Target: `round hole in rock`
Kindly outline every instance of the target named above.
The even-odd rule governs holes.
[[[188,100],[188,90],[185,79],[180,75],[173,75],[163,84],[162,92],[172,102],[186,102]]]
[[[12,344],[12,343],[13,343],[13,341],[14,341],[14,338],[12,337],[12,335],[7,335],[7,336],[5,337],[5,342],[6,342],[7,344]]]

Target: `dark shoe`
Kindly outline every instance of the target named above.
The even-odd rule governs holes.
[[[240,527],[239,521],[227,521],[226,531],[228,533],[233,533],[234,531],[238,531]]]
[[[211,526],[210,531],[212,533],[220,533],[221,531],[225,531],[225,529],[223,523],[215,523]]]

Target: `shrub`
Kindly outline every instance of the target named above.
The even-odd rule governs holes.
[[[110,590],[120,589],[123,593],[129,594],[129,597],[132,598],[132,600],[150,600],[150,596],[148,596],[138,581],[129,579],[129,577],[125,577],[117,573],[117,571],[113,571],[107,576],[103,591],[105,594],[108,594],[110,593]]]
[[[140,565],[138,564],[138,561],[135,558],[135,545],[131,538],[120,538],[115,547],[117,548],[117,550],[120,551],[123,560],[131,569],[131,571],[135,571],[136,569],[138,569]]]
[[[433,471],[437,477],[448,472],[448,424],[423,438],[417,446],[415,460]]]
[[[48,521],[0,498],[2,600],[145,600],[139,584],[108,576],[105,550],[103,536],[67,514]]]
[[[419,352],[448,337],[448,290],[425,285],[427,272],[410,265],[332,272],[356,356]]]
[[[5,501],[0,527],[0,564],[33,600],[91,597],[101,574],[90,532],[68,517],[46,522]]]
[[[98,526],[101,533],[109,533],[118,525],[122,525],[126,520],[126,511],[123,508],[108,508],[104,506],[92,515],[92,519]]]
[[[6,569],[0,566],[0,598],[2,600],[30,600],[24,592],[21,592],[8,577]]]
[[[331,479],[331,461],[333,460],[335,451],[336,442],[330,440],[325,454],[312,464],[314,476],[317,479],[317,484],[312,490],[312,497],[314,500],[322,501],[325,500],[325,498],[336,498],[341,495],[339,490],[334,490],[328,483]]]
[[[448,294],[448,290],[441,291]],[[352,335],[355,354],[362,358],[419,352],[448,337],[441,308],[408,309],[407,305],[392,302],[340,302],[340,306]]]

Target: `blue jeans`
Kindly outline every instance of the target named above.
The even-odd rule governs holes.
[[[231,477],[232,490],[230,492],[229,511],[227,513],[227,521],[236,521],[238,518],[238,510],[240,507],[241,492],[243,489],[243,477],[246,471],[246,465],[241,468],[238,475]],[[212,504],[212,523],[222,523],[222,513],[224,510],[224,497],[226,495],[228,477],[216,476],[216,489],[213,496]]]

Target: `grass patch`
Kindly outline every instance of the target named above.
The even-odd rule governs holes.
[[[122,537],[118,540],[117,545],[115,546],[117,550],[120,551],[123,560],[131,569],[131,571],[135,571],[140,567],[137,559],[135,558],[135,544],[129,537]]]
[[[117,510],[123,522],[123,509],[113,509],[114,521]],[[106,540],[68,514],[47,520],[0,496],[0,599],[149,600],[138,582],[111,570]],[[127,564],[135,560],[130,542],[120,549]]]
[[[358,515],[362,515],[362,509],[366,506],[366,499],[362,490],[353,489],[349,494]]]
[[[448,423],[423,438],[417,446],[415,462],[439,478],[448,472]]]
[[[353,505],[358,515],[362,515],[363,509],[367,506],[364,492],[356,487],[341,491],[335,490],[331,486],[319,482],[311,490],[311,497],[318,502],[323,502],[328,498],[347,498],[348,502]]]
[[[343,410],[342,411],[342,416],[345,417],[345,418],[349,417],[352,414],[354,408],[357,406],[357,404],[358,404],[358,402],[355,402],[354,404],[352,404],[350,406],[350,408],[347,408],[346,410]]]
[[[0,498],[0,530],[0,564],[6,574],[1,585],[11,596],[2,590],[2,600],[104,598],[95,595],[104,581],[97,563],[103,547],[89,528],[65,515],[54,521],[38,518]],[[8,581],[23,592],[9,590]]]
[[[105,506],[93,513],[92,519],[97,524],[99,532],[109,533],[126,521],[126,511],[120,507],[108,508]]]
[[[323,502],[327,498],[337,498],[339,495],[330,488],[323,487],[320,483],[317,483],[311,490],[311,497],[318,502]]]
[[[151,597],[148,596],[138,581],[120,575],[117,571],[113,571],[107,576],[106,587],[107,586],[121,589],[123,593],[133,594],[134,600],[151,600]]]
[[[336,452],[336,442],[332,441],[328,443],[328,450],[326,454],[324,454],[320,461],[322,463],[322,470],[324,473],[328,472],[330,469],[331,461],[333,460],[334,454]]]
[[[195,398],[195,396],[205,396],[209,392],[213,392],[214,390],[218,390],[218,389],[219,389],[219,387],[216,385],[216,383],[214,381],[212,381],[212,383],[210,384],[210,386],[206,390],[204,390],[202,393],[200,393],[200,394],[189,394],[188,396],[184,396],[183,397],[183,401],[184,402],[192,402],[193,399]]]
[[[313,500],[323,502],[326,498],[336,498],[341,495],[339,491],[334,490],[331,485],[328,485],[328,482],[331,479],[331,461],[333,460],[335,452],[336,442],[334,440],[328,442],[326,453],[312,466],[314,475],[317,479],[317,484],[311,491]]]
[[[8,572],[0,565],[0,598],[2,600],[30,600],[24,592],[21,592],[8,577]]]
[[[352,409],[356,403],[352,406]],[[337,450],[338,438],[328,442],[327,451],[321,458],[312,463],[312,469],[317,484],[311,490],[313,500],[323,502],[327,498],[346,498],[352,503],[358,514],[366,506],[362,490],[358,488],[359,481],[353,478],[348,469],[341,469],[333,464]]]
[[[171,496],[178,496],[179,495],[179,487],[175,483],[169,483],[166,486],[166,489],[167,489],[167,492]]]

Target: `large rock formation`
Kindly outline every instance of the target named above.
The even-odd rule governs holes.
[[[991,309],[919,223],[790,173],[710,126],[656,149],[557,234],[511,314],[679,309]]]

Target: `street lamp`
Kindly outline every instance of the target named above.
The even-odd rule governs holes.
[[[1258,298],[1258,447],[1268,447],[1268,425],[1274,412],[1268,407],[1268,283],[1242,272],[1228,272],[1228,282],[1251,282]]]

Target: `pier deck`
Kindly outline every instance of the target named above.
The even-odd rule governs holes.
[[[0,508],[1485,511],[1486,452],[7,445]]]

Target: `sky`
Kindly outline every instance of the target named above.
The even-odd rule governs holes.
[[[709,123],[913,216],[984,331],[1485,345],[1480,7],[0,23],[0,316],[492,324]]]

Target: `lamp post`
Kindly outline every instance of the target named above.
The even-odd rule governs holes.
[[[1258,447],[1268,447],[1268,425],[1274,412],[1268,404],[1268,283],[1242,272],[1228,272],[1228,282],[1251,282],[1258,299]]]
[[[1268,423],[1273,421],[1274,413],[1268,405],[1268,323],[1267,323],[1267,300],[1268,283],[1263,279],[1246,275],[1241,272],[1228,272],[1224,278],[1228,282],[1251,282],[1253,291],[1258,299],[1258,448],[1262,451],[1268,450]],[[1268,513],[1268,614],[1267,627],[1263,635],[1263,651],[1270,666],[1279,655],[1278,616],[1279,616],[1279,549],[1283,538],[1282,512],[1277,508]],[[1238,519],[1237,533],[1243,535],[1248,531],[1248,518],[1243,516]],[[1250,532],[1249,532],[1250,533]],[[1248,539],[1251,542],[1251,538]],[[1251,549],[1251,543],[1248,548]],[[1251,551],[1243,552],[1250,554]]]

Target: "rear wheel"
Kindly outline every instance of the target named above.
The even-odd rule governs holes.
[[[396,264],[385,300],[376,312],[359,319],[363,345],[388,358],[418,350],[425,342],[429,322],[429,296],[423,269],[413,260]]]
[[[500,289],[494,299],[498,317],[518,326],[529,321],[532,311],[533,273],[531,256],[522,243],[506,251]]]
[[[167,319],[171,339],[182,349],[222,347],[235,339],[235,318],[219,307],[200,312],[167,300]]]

[INSTRUCTIONS FOR THE TASK]
Search the records for the string "rock" and return every line in which it occurs.

[ANSWER SECTION]
Target: `round hole in rock`
Target: `large rock formation`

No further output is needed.